___ ENTRIES SHOWN
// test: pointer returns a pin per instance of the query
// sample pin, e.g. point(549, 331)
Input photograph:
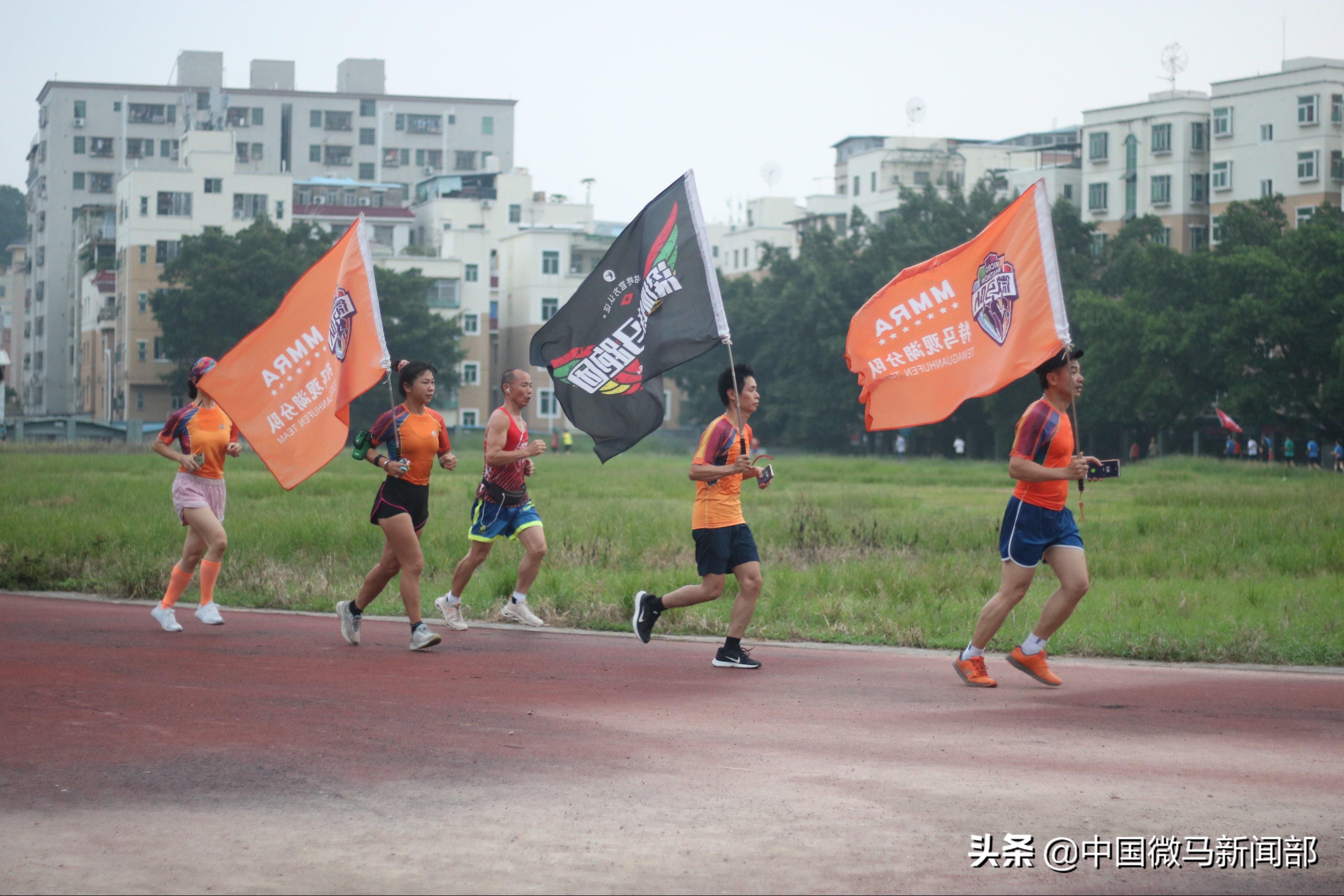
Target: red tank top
point(510, 476)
______
# PROBLEM REQUIREMENTS
Could you reproduce all of the material exactly? Keep the pictures out of it.

# RESPONSE
// test: pointer returns a pin per instance of the query
// sample pin, e.g. point(549, 331)
Input photograph:
Target: red tank top
point(510, 476)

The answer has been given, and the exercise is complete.